» **PAGE TEXT**

++++++++

Hey God, I Have a Question Series: Why Do Tragedies Happen?

And what about the eighteen people who died when the tower in Siloam fell on them? Were they the worst sinners in Jerusalem? Luke 13:4 NLT

Every morning, while eating breakfast, I sit before the television and hear story after story of tragedies.

Fire rips through an apartment complex. Twin tornadoes tear through a Midwestern state leaving destruction and death in their path. A young man is accused of rape and murder. Gangs have taken over a certain area of a city. Militant groups are attempting to overthrow a legitimate government. Twins are born conjoined, and the doctors give little hope. A pandemic continues to ravage most countries in the world, and no vaccine exists to stem its tide.

In Jesus’ time and before, associating tragedy with sin was typical. Pilate had killed innocent worshipers offering sacrifices. Now a tower had fallen.

++++++++

» **EXERCISE SET**
a - According to the devotional on tragedies, how many people died when the tower in Siloam fell?
b - In one to three sentences, explain how the author of the devotional on tragedies comes to hear story after story of tragedies every morning.
c - Reproduce word for word the part of the devotional on tragedies starting at "And what about" and ending at "stem its tide.".

++++++++

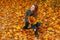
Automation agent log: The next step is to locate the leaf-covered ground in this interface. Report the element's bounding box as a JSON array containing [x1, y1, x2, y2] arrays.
[[0, 0, 60, 40]]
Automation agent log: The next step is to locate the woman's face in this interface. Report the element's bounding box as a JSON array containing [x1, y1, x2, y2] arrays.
[[31, 5, 35, 11]]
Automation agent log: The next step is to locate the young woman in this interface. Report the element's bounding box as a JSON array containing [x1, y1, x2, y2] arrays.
[[23, 5, 40, 37]]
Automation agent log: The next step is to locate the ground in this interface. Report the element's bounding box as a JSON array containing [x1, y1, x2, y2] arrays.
[[0, 0, 60, 40]]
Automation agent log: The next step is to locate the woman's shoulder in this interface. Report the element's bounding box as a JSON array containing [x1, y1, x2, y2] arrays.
[[26, 10, 31, 12]]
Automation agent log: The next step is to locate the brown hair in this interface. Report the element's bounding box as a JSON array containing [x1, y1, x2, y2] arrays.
[[33, 4, 38, 11]]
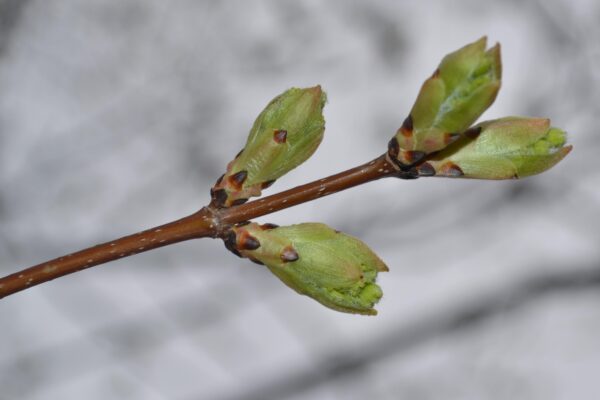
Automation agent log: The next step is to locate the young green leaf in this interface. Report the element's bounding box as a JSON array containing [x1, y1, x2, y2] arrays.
[[226, 223, 388, 315], [211, 86, 326, 208], [388, 37, 502, 169]]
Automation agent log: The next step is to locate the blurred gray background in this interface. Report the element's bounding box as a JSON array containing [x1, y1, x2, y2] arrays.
[[0, 0, 600, 400]]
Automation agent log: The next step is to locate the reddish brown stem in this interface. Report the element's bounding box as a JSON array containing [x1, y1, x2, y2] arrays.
[[0, 155, 396, 299]]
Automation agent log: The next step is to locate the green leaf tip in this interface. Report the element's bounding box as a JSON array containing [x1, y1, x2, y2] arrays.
[[211, 85, 327, 208], [389, 37, 502, 167], [226, 223, 388, 315], [427, 117, 572, 179]]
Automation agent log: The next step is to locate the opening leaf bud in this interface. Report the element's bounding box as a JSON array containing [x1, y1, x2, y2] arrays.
[[229, 223, 388, 315], [427, 117, 572, 179], [211, 86, 327, 207], [389, 37, 502, 167]]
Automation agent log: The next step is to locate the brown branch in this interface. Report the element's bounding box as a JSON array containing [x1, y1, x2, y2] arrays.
[[0, 155, 396, 299]]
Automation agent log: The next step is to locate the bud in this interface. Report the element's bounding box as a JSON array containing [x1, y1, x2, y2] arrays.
[[225, 223, 388, 315], [211, 86, 326, 207], [389, 37, 502, 168], [417, 117, 572, 179]]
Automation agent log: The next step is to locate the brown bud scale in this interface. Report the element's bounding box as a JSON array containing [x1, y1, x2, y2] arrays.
[[417, 162, 435, 176], [273, 129, 287, 143], [260, 223, 279, 230], [228, 170, 248, 190], [231, 199, 248, 206], [280, 246, 300, 262], [238, 231, 260, 250], [210, 189, 227, 208], [440, 162, 464, 177]]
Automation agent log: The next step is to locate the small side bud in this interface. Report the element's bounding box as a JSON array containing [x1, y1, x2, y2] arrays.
[[428, 117, 572, 179], [212, 86, 326, 208], [390, 37, 502, 169], [228, 223, 388, 315]]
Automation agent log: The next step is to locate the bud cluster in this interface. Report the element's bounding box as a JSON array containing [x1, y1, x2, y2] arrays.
[[211, 86, 327, 208], [225, 223, 388, 315], [209, 37, 571, 315]]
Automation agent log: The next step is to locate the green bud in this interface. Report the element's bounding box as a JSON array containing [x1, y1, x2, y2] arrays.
[[226, 223, 388, 315], [211, 86, 326, 207], [389, 37, 502, 166], [417, 117, 572, 179]]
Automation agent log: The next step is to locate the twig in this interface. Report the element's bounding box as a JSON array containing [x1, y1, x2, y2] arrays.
[[0, 155, 397, 299]]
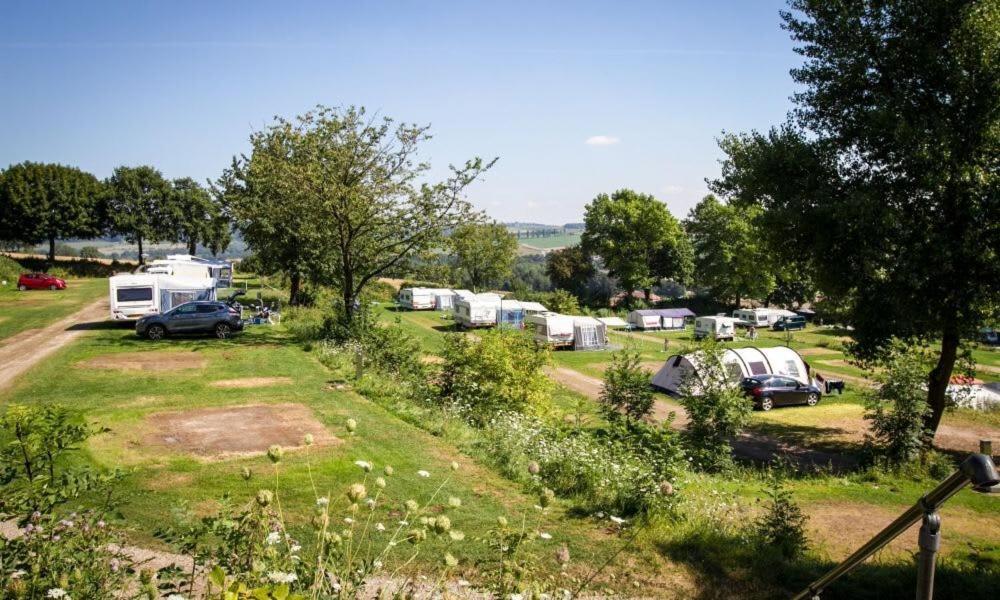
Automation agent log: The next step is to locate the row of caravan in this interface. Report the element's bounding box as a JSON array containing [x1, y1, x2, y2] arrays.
[[108, 254, 233, 321]]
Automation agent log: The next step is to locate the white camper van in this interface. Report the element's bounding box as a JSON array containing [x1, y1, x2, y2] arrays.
[[399, 288, 437, 310], [143, 254, 233, 288], [108, 273, 216, 321], [452, 294, 500, 328], [694, 317, 736, 342], [525, 312, 575, 347]]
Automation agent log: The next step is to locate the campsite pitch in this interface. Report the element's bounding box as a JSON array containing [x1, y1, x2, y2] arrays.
[[146, 404, 340, 458]]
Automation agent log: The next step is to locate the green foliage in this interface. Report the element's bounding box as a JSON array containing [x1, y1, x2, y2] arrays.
[[713, 0, 1000, 440], [448, 223, 517, 291], [105, 166, 178, 264], [754, 470, 809, 560], [678, 340, 753, 471], [80, 246, 103, 259], [439, 329, 551, 423], [580, 189, 693, 300], [864, 342, 931, 466], [223, 106, 493, 312], [0, 162, 106, 259], [600, 350, 653, 421], [684, 195, 775, 304]]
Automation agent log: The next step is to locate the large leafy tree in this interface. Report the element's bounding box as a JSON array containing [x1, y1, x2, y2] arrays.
[[684, 195, 775, 307], [581, 189, 692, 298], [545, 245, 596, 297], [105, 165, 178, 264], [448, 223, 517, 291], [715, 0, 1000, 443], [171, 177, 230, 254], [0, 162, 105, 260], [219, 106, 493, 312]]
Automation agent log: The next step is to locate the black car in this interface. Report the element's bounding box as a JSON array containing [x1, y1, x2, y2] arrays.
[[135, 300, 243, 340], [741, 375, 823, 410]]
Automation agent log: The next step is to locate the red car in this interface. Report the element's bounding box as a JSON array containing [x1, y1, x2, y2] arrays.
[[17, 273, 66, 292]]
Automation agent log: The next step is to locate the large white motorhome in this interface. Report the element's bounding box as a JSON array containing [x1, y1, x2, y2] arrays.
[[108, 273, 216, 321], [137, 254, 233, 288], [694, 317, 736, 341]]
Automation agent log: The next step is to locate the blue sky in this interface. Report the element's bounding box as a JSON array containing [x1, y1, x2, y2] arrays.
[[0, 0, 799, 223]]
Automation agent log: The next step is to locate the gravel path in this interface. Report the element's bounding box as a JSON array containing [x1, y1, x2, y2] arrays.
[[0, 298, 109, 390]]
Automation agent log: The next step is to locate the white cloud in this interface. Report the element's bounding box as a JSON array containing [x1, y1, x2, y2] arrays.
[[584, 135, 621, 146]]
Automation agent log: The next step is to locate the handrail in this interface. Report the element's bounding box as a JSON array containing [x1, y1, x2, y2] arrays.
[[792, 454, 1000, 600]]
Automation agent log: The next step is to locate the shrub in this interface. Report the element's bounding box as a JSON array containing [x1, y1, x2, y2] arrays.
[[600, 350, 653, 420], [864, 342, 931, 466], [754, 470, 808, 560], [439, 329, 551, 423], [80, 246, 102, 260], [680, 340, 753, 471]]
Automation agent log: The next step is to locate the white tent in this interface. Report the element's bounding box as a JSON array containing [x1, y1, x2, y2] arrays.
[[653, 346, 811, 394], [597, 317, 628, 329], [573, 317, 608, 350], [525, 312, 574, 346]]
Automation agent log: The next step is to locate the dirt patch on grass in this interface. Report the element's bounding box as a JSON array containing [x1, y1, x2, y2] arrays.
[[803, 502, 1000, 560], [796, 348, 837, 356], [146, 404, 340, 458], [77, 352, 208, 371], [208, 377, 292, 389]]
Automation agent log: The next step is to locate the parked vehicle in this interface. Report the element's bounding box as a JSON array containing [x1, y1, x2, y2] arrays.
[[694, 317, 736, 342], [108, 273, 216, 321], [771, 315, 806, 331], [135, 298, 243, 340], [17, 273, 66, 292], [740, 375, 823, 410]]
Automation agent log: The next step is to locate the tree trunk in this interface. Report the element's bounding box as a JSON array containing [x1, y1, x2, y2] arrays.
[[288, 272, 302, 306], [924, 325, 959, 448]]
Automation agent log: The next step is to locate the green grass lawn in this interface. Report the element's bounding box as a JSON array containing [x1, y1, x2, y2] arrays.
[[0, 318, 613, 568], [0, 278, 108, 340]]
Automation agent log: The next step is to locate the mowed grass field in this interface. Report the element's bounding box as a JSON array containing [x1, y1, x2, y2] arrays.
[[0, 316, 613, 569], [0, 279, 108, 342]]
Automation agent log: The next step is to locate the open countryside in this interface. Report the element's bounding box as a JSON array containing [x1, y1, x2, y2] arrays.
[[0, 0, 1000, 600]]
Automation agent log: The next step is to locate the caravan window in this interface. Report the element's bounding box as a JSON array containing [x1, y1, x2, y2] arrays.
[[115, 287, 153, 302], [750, 361, 767, 375], [785, 360, 799, 377]]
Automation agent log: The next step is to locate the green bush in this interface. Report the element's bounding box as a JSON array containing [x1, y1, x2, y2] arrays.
[[600, 350, 653, 421], [439, 329, 551, 423]]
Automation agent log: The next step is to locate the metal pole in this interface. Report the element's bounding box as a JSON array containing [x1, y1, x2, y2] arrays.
[[917, 509, 941, 600]]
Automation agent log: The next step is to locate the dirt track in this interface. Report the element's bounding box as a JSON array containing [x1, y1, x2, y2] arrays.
[[0, 299, 109, 390]]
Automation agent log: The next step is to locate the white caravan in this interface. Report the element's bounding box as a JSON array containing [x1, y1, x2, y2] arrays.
[[694, 317, 736, 342], [143, 254, 234, 288], [573, 317, 608, 350], [452, 294, 500, 328], [525, 312, 574, 347], [399, 288, 437, 310], [108, 273, 216, 321]]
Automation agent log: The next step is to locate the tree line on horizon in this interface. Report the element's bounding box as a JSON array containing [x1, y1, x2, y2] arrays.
[[0, 161, 232, 264]]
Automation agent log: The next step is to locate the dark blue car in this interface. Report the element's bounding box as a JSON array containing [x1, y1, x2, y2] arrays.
[[741, 375, 823, 410], [135, 300, 243, 340]]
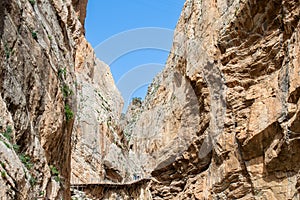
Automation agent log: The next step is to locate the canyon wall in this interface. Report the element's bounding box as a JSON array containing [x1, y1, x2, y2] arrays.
[[0, 0, 300, 200], [0, 0, 86, 199], [129, 0, 300, 199]]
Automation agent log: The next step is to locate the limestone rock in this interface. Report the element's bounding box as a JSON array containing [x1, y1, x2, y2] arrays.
[[0, 0, 86, 199], [130, 0, 300, 199]]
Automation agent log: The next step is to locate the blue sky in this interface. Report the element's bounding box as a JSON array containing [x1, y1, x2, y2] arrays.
[[85, 0, 185, 111]]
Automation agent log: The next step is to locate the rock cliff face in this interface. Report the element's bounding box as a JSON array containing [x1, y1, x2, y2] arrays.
[[126, 0, 300, 199], [0, 0, 86, 199]]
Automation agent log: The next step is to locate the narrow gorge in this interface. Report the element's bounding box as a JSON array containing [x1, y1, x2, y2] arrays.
[[0, 0, 300, 200]]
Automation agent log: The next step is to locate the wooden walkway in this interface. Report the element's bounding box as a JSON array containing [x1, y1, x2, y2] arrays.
[[71, 178, 152, 190]]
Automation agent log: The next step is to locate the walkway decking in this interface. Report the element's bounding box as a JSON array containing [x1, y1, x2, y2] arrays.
[[71, 178, 152, 190]]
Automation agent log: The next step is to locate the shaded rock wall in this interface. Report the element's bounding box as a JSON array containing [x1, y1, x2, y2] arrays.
[[0, 0, 86, 199], [126, 0, 300, 199]]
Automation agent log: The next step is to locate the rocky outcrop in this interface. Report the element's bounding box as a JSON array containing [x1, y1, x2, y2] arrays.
[[0, 0, 86, 199], [0, 0, 300, 200], [71, 37, 141, 184], [126, 0, 300, 199]]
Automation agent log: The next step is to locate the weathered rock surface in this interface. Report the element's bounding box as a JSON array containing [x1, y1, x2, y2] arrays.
[[0, 0, 86, 199], [126, 0, 300, 199], [71, 34, 141, 184], [0, 0, 300, 200]]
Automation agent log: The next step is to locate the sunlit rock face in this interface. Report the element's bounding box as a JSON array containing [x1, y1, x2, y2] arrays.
[[0, 0, 86, 199], [0, 0, 300, 200], [123, 0, 300, 199]]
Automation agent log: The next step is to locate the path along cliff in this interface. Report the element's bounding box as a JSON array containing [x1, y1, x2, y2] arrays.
[[0, 0, 300, 200]]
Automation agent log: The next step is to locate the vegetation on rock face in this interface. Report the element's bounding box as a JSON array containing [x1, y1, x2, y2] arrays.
[[19, 153, 33, 169], [65, 104, 74, 122], [31, 31, 38, 40], [2, 126, 12, 142], [29, 0, 35, 6], [49, 165, 60, 182]]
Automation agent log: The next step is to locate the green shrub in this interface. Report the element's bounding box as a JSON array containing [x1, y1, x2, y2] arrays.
[[2, 126, 12, 141], [29, 0, 35, 6], [58, 68, 67, 79], [29, 177, 37, 187], [4, 44, 12, 59], [19, 153, 33, 169], [1, 171, 6, 178], [62, 84, 74, 98], [65, 104, 74, 122], [31, 31, 37, 40], [49, 165, 60, 182], [13, 144, 20, 153]]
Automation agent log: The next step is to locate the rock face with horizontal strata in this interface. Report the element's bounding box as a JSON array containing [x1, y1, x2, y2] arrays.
[[0, 0, 86, 199], [125, 0, 300, 199]]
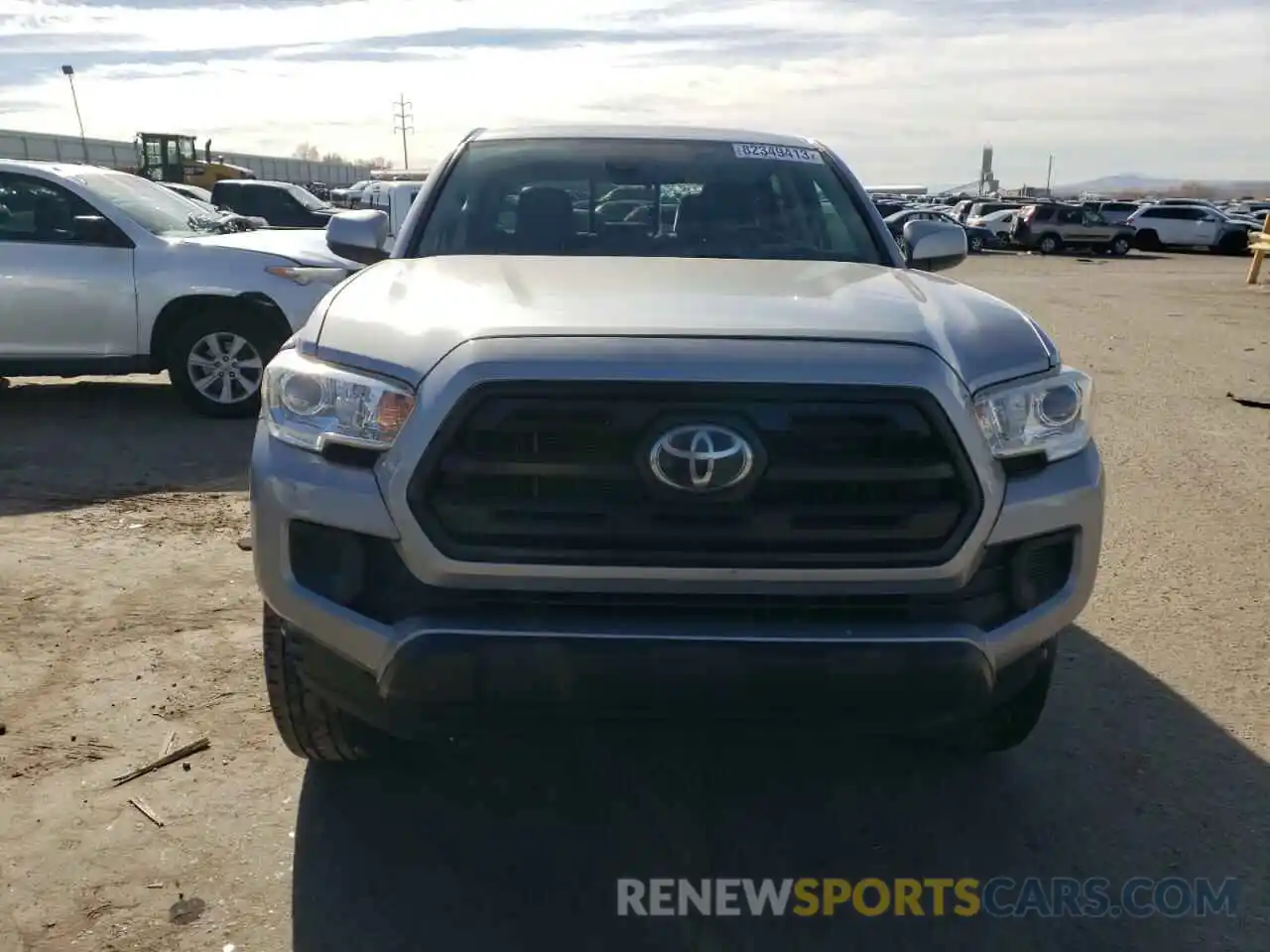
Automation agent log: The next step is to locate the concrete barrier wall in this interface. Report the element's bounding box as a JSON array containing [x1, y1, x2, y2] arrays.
[[0, 130, 371, 186]]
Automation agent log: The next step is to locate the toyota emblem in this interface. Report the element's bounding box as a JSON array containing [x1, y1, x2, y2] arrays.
[[648, 422, 754, 493]]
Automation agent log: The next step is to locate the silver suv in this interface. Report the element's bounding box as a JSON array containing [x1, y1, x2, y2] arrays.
[[251, 127, 1103, 761]]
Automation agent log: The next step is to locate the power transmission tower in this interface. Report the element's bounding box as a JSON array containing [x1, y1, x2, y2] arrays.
[[393, 92, 414, 169]]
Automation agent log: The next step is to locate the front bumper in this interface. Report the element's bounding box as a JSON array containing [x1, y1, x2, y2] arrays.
[[251, 340, 1105, 725]]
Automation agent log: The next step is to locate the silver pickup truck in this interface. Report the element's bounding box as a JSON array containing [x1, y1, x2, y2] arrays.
[[251, 127, 1103, 761]]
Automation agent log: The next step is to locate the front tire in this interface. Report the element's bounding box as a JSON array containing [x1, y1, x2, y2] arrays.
[[167, 308, 283, 418], [263, 606, 381, 763], [949, 641, 1058, 756]]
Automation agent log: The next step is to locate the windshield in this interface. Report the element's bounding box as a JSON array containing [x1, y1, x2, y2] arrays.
[[76, 173, 216, 235], [408, 139, 888, 264], [287, 185, 329, 210]]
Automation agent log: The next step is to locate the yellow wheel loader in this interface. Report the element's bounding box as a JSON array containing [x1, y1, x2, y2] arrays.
[[136, 132, 255, 190]]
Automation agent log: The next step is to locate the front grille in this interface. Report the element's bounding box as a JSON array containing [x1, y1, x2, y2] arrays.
[[409, 382, 983, 568], [290, 522, 1076, 638]]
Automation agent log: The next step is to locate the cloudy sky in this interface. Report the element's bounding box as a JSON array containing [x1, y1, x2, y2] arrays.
[[0, 0, 1270, 185]]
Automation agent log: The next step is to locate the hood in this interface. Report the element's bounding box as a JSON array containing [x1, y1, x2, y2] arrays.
[[185, 228, 362, 271], [310, 255, 1057, 390]]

++++++++

» **ANSWERS PROVIDED**
a - Eighteen people died.

b - Every morning, while eating breakfast, the author sits before the television and hears the stories there.

c -
And what about the eighteen people who died when the tower in Siloam fell on them? Were they the worst sinners in Jerusalem? Luke 13:4 NLT

Every morning, while eating breakfast, I sit before the television and hear story after story of tragedies.

Fire rips through an apartment complex. Twin tornadoes tear through a Midwestern state leaving destruction and death in their path. A young man is accused of rape and murder. Gangs have taken over a certain area of a city. Militant groups are attempting to overthrow a legitimate government. Twins are born conjoined, and the doctors give little hope. A pandemic continues to ravage most countries in the world, and no vaccine exists to stem its tide.